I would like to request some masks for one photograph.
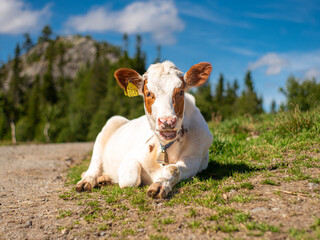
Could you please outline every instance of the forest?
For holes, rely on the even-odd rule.
[[[76,54],[74,39],[92,45],[89,50],[94,54],[90,59],[72,62]],[[133,54],[128,51],[128,41],[127,34],[123,35],[121,47],[94,41],[90,36],[74,36],[67,41],[66,37],[54,35],[50,26],[43,28],[36,43],[24,34],[14,57],[0,66],[1,142],[92,141],[111,116],[132,119],[143,115],[142,98],[125,97],[113,76],[120,67],[140,74],[146,71],[147,55],[142,51],[141,36],[136,36]],[[154,63],[162,60],[160,46],[157,50]],[[26,68],[30,66],[44,67],[28,75]],[[76,69],[75,73],[68,73],[66,66]],[[215,86],[208,82],[192,90],[207,121],[264,112],[262,96],[255,91],[250,71],[244,73],[243,81],[244,88],[239,89],[238,80],[229,82],[220,74]],[[296,106],[308,111],[320,100],[320,84],[315,79],[289,76],[285,88],[279,91],[286,102],[277,107],[273,101],[271,113]]]

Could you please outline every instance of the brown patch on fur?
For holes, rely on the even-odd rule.
[[[154,149],[154,144],[153,145],[149,145],[149,152],[152,152]]]
[[[179,169],[178,169],[176,166],[174,166],[174,165],[169,165],[169,166],[167,166],[166,169],[167,169],[167,170],[170,172],[170,174],[171,174],[172,176],[174,176],[174,177],[176,177],[176,176],[179,175]]]
[[[156,98],[154,94],[150,92],[149,89],[147,88],[147,83],[148,83],[148,79],[144,81],[144,86],[143,86],[144,104],[146,106],[147,112],[151,114],[152,113],[151,106],[156,100]]]
[[[177,141],[178,141],[180,144],[183,142],[181,139],[183,138],[184,134],[187,133],[187,132],[188,132],[188,129],[183,128],[183,125],[182,125],[180,131],[178,132],[179,137],[177,138]]]
[[[189,69],[189,71],[185,74],[184,79],[188,86],[198,87],[205,84],[210,76],[211,71],[212,66],[210,63],[198,63]]]
[[[120,68],[114,73],[119,86],[124,90],[127,88],[128,83],[133,83],[138,89],[142,84],[142,77],[135,70],[128,68]]]
[[[181,87],[175,88],[173,90],[173,95],[172,95],[173,108],[178,118],[183,117],[184,87],[185,87],[185,84],[183,83]]]

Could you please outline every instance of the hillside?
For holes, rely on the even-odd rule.
[[[36,76],[40,78],[44,76],[50,61],[53,60],[52,76],[55,81],[59,77],[74,79],[81,67],[85,64],[91,66],[94,63],[98,54],[100,59],[106,58],[114,63],[119,60],[120,48],[106,42],[99,43],[90,37],[58,37],[56,40],[38,43],[20,56],[20,77],[27,78],[28,84],[32,85]],[[9,89],[13,75],[12,65],[11,61],[4,69],[7,73],[3,85],[5,91]]]

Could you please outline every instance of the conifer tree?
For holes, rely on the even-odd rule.
[[[276,113],[276,112],[277,112],[277,109],[276,109],[276,108],[277,108],[277,103],[276,103],[275,100],[272,100],[270,112],[271,112],[271,113]]]
[[[9,119],[11,127],[12,143],[16,144],[16,130],[15,122],[19,118],[19,113],[22,112],[23,107],[23,78],[20,76],[21,73],[21,60],[20,60],[21,49],[20,45],[17,44],[15,48],[15,56],[12,64],[12,77],[9,84],[8,101],[9,106]]]
[[[40,77],[36,76],[32,89],[28,98],[27,117],[30,120],[32,130],[34,131],[40,120]]]
[[[22,49],[25,52],[29,52],[29,50],[34,46],[32,39],[30,37],[30,33],[23,34],[24,42],[22,44]]]
[[[146,56],[145,53],[141,50],[141,43],[142,39],[141,36],[138,34],[136,36],[136,53],[133,59],[133,68],[139,73],[144,74],[146,71],[145,61]]]
[[[211,93],[211,84],[206,82],[204,85],[198,87],[194,93],[197,107],[200,109],[204,119],[210,121],[213,112],[213,97]]]
[[[161,46],[160,45],[157,46],[157,57],[153,61],[153,63],[159,63],[159,62],[161,62]]]
[[[120,61],[122,61],[125,65],[129,64],[129,37],[127,33],[123,34],[123,57]]]
[[[253,92],[253,82],[252,82],[250,71],[247,71],[245,79],[244,79],[244,83],[245,83],[246,91],[248,93],[250,93],[250,92],[252,93]]]
[[[49,104],[55,104],[58,100],[56,86],[52,76],[52,63],[49,63],[47,72],[43,75],[42,96]]]
[[[213,111],[216,115],[224,117],[224,77],[219,75],[218,83],[215,87],[215,93],[213,97]]]
[[[236,102],[237,115],[262,113],[262,98],[254,90],[250,71],[246,73],[244,82],[245,88]]]
[[[38,38],[38,43],[48,42],[51,40],[52,29],[49,25],[44,26],[41,31],[41,36]]]
[[[217,105],[223,104],[223,93],[224,93],[224,77],[222,74],[219,75],[218,84],[216,86],[215,101]]]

# [Exercise details]
Repeat every record exactly, but not the pictures.

# [Answer to this exercise]
I would like to request some masks for one photograph.
Could you please outline every instance of the forest?
For holes, rely on the even-odd rule.
[[[76,54],[74,39],[92,45],[89,50],[94,54],[90,59],[72,62]],[[133,54],[128,51],[128,41],[127,34],[123,35],[121,47],[94,41],[90,36],[74,36],[67,41],[66,37],[54,35],[50,26],[43,28],[36,43],[24,34],[14,57],[0,66],[1,142],[92,141],[111,116],[132,119],[143,115],[142,98],[125,97],[113,76],[120,67],[140,74],[146,71],[147,55],[142,51],[141,36],[136,36]],[[154,63],[162,60],[160,46],[157,50]],[[26,68],[30,66],[44,67],[28,75]],[[76,69],[75,73],[68,73],[66,66]],[[215,86],[208,82],[192,90],[207,121],[264,112],[262,96],[255,91],[250,71],[244,73],[243,81],[244,88],[239,89],[238,80],[229,82],[220,74]],[[296,106],[308,111],[320,100],[320,84],[315,79],[289,76],[285,88],[279,91],[286,102],[277,107],[273,101],[271,113]]]

Could you please outline every instance of the brown patch on fur?
For holes, rely on the even-odd rule.
[[[154,149],[154,144],[153,145],[149,145],[149,152],[152,152]]]
[[[179,169],[178,169],[176,166],[174,166],[174,165],[169,165],[169,166],[167,166],[166,169],[167,169],[167,170],[170,172],[170,174],[171,174],[172,176],[174,176],[174,177],[176,177],[176,176],[179,175]]]
[[[156,98],[154,94],[150,92],[149,89],[147,88],[147,83],[148,83],[148,79],[144,81],[144,86],[143,86],[144,104],[146,106],[147,112],[151,114],[152,113],[151,106],[156,100]]]
[[[177,141],[178,141],[180,144],[183,142],[181,139],[183,138],[184,134],[187,133],[187,132],[188,132],[188,129],[183,128],[183,125],[182,125],[180,131],[178,132],[179,137],[177,138]]]
[[[189,69],[189,71],[185,74],[184,79],[188,86],[198,87],[205,84],[210,76],[211,71],[212,66],[210,63],[198,63]]]
[[[120,68],[114,73],[119,86],[124,90],[127,88],[128,83],[133,83],[138,89],[142,84],[142,77],[135,70],[128,68]]]
[[[181,87],[175,88],[173,90],[173,95],[172,95],[173,108],[178,118],[183,117],[184,87],[185,87],[185,84],[183,83]]]

Could you please outline every instance of the hillside?
For holes, rely on the even-odd rule.
[[[36,76],[40,78],[44,76],[50,61],[53,60],[52,76],[55,81],[59,77],[74,79],[81,67],[85,64],[91,66],[94,63],[98,54],[100,59],[106,58],[114,63],[119,60],[120,48],[106,42],[99,43],[90,37],[58,37],[56,40],[38,43],[20,56],[20,77],[27,78],[28,84],[32,85]],[[9,89],[13,75],[12,65],[11,61],[4,69],[7,73],[3,85],[5,91]]]

Could you please outline every instance of the conifer tree?
For holes, rely on the even-odd rule.
[[[276,113],[276,112],[277,112],[277,109],[276,109],[276,108],[277,108],[277,103],[276,103],[275,100],[272,100],[270,112],[271,112],[271,113]]]
[[[9,119],[11,127],[12,143],[16,144],[16,130],[15,122],[19,118],[19,113],[22,112],[23,107],[23,78],[20,76],[21,73],[21,60],[20,60],[21,49],[20,45],[17,44],[15,48],[15,56],[12,64],[12,77],[9,84],[8,101],[9,106]]]
[[[40,77],[36,76],[32,89],[28,98],[27,117],[30,120],[32,130],[34,131],[40,120]]]
[[[22,49],[25,52],[29,52],[29,50],[34,46],[32,39],[30,37],[30,33],[23,34],[24,42],[22,44]]]
[[[146,56],[145,53],[141,50],[141,43],[142,39],[141,36],[138,34],[136,36],[136,53],[133,59],[133,68],[139,73],[144,74],[146,71],[145,61]]]
[[[211,93],[211,84],[206,82],[204,85],[198,87],[194,93],[197,107],[200,109],[204,119],[210,121],[213,112],[213,97]]]
[[[161,46],[160,45],[157,46],[157,57],[153,61],[153,63],[159,63],[159,62],[161,62]]]
[[[120,61],[122,61],[125,65],[129,64],[129,37],[127,33],[123,34],[123,57]]]
[[[253,92],[253,82],[252,82],[250,71],[247,71],[245,79],[244,79],[244,83],[245,83],[246,91],[248,93],[250,93],[250,92],[252,93]]]
[[[49,104],[55,104],[58,100],[56,86],[52,76],[52,63],[49,63],[47,72],[43,75],[42,96]]]
[[[213,111],[216,115],[224,117],[224,77],[219,75],[218,83],[215,87],[215,93],[213,97]]]
[[[236,102],[237,115],[262,113],[262,98],[254,90],[250,71],[246,73],[244,82],[245,88]]]
[[[38,38],[38,43],[48,42],[51,40],[52,29],[49,25],[44,26],[41,31],[41,36]]]
[[[217,105],[223,104],[223,93],[224,93],[224,77],[222,74],[219,75],[218,84],[216,86],[215,101]]]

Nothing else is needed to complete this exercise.